MATERIAL SHOWN:
• • • • •

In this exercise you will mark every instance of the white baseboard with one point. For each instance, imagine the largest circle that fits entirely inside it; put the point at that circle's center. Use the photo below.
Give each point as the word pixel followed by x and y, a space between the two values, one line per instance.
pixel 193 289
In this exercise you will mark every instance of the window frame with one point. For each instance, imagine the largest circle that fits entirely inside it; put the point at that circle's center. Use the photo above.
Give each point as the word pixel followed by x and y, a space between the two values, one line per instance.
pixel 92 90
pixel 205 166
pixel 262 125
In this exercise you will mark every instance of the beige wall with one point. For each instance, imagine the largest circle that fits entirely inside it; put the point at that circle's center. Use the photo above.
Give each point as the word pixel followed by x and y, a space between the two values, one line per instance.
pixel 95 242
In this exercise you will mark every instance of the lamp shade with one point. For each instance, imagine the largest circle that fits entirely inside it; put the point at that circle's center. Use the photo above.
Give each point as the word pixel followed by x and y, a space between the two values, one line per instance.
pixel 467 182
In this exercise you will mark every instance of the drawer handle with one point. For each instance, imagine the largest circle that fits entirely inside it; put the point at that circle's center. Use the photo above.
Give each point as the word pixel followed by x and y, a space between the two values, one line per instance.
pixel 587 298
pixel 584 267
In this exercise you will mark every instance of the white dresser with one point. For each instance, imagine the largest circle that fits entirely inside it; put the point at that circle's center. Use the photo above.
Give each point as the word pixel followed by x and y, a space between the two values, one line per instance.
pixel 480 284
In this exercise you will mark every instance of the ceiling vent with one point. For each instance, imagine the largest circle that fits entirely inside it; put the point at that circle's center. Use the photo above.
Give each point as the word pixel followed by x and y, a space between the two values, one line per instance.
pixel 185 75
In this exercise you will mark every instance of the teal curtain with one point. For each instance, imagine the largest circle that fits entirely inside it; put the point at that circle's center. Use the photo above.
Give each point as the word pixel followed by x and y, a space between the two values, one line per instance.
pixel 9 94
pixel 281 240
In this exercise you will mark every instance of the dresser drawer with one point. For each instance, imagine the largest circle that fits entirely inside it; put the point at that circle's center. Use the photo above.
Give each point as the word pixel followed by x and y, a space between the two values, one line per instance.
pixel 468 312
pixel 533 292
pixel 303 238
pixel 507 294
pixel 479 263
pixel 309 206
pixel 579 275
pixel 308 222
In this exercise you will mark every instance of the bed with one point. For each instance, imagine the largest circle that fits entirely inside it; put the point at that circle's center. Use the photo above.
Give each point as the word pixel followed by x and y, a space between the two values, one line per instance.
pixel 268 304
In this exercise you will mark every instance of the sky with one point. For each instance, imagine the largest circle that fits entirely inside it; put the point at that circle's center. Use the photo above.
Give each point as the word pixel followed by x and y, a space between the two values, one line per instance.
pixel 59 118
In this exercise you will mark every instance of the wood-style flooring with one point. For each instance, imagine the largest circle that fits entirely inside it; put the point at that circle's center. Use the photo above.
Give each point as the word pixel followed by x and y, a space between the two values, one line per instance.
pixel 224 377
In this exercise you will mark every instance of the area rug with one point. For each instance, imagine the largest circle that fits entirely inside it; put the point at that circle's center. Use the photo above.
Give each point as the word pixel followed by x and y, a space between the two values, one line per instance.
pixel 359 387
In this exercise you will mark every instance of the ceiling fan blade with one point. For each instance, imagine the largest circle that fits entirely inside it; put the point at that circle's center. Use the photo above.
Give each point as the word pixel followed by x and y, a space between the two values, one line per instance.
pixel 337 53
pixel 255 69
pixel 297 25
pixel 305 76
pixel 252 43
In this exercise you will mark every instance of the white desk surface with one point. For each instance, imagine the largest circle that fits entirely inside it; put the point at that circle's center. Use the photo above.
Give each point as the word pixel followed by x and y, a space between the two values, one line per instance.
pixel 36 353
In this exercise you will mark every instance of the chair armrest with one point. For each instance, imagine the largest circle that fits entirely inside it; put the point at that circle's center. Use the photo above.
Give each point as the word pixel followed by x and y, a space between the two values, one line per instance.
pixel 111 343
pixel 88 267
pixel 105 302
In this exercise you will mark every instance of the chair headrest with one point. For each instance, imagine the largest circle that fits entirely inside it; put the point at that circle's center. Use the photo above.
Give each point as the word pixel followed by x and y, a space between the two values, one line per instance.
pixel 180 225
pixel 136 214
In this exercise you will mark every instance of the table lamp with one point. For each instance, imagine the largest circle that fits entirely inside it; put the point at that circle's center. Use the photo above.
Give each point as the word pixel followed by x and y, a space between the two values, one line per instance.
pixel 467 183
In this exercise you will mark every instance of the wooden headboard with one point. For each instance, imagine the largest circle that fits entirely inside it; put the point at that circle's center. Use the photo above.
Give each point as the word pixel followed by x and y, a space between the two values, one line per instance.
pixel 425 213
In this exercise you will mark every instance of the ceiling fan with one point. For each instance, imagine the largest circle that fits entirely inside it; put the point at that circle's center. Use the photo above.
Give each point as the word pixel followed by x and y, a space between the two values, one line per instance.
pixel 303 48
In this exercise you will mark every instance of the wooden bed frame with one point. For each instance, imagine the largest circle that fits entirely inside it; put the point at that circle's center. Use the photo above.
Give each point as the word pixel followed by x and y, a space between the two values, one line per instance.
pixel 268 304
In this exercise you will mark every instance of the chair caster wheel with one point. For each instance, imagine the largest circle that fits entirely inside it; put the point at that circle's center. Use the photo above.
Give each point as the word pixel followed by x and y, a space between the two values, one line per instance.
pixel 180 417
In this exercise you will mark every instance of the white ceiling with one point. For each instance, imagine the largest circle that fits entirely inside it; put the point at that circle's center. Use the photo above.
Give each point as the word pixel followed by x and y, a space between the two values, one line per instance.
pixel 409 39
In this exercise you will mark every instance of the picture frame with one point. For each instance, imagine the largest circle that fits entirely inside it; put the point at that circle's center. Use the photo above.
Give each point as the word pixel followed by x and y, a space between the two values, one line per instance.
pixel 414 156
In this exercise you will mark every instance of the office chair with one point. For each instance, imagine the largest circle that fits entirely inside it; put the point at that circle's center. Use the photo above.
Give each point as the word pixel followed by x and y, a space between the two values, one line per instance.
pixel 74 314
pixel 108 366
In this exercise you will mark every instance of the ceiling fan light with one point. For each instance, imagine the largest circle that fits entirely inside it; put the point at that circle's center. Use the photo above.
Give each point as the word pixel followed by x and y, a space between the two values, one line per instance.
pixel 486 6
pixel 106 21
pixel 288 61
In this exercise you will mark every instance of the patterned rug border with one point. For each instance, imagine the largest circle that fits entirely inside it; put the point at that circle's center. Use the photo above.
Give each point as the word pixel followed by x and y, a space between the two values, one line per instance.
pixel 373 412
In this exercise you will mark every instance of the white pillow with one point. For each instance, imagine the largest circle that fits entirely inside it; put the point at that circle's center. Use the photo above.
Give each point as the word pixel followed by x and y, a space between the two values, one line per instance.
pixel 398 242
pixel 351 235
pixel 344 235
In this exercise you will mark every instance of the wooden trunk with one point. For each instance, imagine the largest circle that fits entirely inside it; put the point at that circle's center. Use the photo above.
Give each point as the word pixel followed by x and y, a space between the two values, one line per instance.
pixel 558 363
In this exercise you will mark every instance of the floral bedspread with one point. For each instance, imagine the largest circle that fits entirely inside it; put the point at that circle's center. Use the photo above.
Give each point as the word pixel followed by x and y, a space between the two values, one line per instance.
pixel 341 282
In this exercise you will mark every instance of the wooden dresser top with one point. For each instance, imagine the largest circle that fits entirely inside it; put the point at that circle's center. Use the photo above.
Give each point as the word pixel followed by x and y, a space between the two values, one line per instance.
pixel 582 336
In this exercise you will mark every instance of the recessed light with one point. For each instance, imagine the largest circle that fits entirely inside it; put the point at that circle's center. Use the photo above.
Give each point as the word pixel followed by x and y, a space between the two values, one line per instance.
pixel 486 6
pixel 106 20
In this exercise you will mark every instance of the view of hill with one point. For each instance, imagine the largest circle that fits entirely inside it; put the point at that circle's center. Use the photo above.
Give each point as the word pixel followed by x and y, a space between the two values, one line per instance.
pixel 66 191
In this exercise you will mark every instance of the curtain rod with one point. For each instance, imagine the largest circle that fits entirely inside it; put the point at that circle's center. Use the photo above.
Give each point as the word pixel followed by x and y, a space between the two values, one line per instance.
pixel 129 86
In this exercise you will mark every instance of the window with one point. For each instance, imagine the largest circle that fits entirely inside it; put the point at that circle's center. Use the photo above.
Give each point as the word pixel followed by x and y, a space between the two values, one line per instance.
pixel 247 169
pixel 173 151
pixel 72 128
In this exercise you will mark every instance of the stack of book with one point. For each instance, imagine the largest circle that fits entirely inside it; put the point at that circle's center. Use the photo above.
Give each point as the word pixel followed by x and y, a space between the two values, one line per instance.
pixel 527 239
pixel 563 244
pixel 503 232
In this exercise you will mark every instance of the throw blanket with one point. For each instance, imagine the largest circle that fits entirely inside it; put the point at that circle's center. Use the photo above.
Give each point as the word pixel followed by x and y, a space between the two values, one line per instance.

• • • • •

Rewrite the lines from the one containing "In this exercise you will mark every instance of the teal" through the one containing "pixel 281 240", replacing "teal curtain" with "navy drape" and leaving everything else unchanged.

RESPONSE TO THE EXERCISE:
In this exercise you will mark every instance of the navy drape with one point. For each instance, imagine the largest circle that fits entirely inside it; put the point at that circle's center. Use the photo above.
Give each point as the word pixel followed by x and y, a space between the two values, one line per instance.
pixel 9 94
pixel 281 240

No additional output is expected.